• _THE EXERCISE_
All of the records below need to be copied exactly.

* * * * * * *

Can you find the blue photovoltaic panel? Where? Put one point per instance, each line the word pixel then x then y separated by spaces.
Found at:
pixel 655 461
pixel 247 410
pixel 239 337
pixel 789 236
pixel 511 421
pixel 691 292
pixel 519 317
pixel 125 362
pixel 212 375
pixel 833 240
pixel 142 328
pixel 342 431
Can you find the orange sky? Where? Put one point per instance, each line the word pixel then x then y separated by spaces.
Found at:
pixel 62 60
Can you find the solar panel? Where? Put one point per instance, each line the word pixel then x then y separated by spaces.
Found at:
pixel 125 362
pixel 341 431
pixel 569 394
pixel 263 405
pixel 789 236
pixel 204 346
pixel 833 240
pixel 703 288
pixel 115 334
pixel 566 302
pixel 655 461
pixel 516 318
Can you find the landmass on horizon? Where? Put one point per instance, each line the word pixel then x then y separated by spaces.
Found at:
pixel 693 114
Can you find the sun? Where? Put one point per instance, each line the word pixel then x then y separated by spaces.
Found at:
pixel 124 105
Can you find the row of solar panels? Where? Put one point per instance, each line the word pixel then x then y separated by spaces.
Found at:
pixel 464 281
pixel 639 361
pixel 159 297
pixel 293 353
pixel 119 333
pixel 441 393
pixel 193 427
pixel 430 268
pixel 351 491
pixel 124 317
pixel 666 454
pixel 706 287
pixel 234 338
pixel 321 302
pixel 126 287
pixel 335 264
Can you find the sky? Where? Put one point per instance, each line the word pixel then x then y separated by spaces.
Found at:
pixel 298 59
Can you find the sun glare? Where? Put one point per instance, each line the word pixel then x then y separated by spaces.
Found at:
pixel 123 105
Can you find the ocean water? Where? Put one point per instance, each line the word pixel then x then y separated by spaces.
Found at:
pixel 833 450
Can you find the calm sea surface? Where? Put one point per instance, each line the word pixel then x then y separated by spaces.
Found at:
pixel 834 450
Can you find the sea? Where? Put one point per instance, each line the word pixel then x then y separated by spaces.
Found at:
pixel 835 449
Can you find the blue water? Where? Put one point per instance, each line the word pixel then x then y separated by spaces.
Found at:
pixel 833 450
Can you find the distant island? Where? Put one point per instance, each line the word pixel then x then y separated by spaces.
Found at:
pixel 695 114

* * * * * * *

• _RESULT OF THIS TASK_
Can you find the blue photovoltaic panel? Where? Put one point per instance, each line the word pixel then x then y separated by spaces.
Found at:
pixel 655 461
pixel 247 410
pixel 239 337
pixel 789 236
pixel 511 421
pixel 691 292
pixel 519 317
pixel 125 362
pixel 212 375
pixel 833 240
pixel 142 328
pixel 342 431
Can you find the orange sky? Where? Put one point per instance, each line the word pixel then x then y separated by spaces.
Found at:
pixel 62 60
Can you find the solar panel? Where? Put one point per instance, each line the word pixel then x then y separated by spaces.
Found at:
pixel 125 362
pixel 341 431
pixel 569 394
pixel 263 405
pixel 789 236
pixel 204 346
pixel 833 240
pixel 703 288
pixel 115 334
pixel 566 302
pixel 655 461
pixel 516 318
Can you find the landmass on horizon? Where? Put one point per instance, each line the word pixel then x then y separated by spaces.
Found at:
pixel 693 114
Can you find the sun? Where? Put one point per instance, each line the word pixel then x then y separated by spaces.
Found at:
pixel 124 105
Can you find the row of solar panels? Where? Put one point per instance, each line the word pixel then x then y separated by spaces.
Found at:
pixel 464 281
pixel 639 361
pixel 159 297
pixel 293 353
pixel 119 333
pixel 441 393
pixel 193 427
pixel 430 268
pixel 351 491
pixel 124 317
pixel 666 454
pixel 706 287
pixel 234 338
pixel 321 302
pixel 126 287
pixel 335 264
Can you find the sky? Where? Put one point per instance, each line the word pixel then x then y separated by spaces.
Found at:
pixel 298 59
Can you find the sun glare? Where? Put one point per instance, each line the word pixel then x then y separated by spaces.
Found at:
pixel 123 105
Can you find the ocean water? Where? Put one point per instance, each line the word pixel then x then y separated by spaces.
Found at:
pixel 833 450
Can you find the calm sea surface? Where? Put one point per instance, each line the word pixel then x then y separated by spaces.
Found at:
pixel 834 450
Can you find the sea? Where? Put one point per instance, each line the word pixel then x then y separated by spaces.
Found at:
pixel 835 449
Can you find the blue water? Where? Put one point per instance, each line the word pixel then x then y separated by spaces.
Found at:
pixel 833 450
Can you find the distant island? Where? Put one point per instance, each line the word pixel then x then y separated by spaces.
Found at:
pixel 695 114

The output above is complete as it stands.